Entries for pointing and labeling
%%
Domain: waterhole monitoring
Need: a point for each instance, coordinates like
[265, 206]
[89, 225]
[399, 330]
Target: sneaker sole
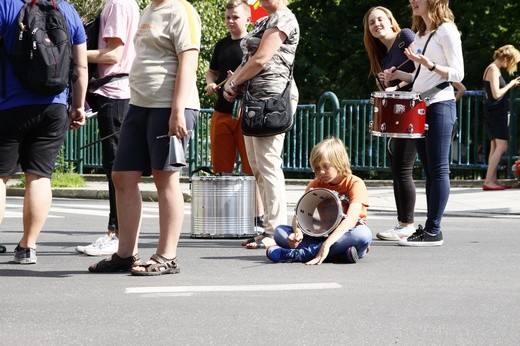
[25, 261]
[383, 237]
[421, 243]
[80, 249]
[101, 253]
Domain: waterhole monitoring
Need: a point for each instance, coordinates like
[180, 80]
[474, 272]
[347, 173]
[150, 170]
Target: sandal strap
[161, 263]
[116, 263]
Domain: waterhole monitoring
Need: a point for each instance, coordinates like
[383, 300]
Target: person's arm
[110, 55]
[296, 237]
[271, 41]
[349, 222]
[186, 78]
[493, 77]
[211, 85]
[79, 87]
[461, 89]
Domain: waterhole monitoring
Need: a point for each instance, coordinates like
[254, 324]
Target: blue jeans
[402, 159]
[433, 151]
[360, 237]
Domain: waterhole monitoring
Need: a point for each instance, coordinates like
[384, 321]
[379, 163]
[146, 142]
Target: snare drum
[400, 114]
[319, 211]
[222, 206]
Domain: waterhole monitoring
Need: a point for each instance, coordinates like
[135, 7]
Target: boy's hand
[295, 239]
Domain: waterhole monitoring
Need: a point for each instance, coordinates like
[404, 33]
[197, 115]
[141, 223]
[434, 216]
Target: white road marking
[178, 290]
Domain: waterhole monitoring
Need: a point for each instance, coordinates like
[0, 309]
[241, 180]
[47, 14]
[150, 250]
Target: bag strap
[3, 57]
[95, 84]
[424, 51]
[288, 80]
%%
(Task directions) Render every line of the listing above as a JSON array of strings, one string per line, skipping blank lines and omitting the picture placeholders.

(Output)
[
  "Domain: waterhole monitoring",
  "Need: a point for each instance, coordinates like",
  "[265, 206]",
  "[89, 225]",
  "[399, 330]",
  "Target: sneaker sole",
  "[25, 261]",
  "[383, 237]",
  "[421, 243]",
  "[80, 249]",
  "[101, 253]",
  "Domain: waterhole monitoring",
  "Need: a point for each instance, coordinates like",
  "[180, 80]",
  "[474, 272]",
  "[347, 173]",
  "[150, 170]",
  "Target: sandal strap",
  "[161, 263]",
  "[116, 263]",
  "Domain: waterhole monitoring",
  "Need: a point for each instance, coordinates like",
  "[383, 300]",
  "Target: person's arm",
  "[110, 55]",
  "[296, 237]",
  "[271, 41]",
  "[349, 222]",
  "[186, 78]",
  "[493, 77]",
  "[211, 85]",
  "[79, 87]",
  "[461, 89]",
  "Domain: waterhole monitoring",
  "Need: a point for each instance, coordinates like",
  "[254, 324]",
  "Target: blue jeans",
  "[402, 159]",
  "[433, 151]",
  "[360, 237]",
  "Domain: waterhole monitoring",
  "Need: a point for each instance, coordinates like",
  "[384, 321]",
  "[379, 163]",
  "[146, 142]",
  "Target: snare drum",
  "[400, 114]",
  "[319, 211]",
  "[222, 206]",
  "Domain: waterhole monitoring",
  "Need: a point for each instance, coordinates like",
  "[135, 7]",
  "Target: boy's hand",
  "[295, 239]",
  "Domain: waterhole monitoring",
  "Need: a point for each instance, coordinates like",
  "[404, 33]",
  "[197, 115]",
  "[141, 223]",
  "[434, 216]",
  "Target: white road marking",
  "[178, 290]",
  "Domain: waterhole monitoring",
  "Need: a point for each instance, coordinates like",
  "[0, 309]",
  "[241, 180]",
  "[47, 14]",
  "[150, 250]",
  "Target: bag strap",
  "[3, 57]",
  "[95, 84]",
  "[424, 51]",
  "[288, 80]"
]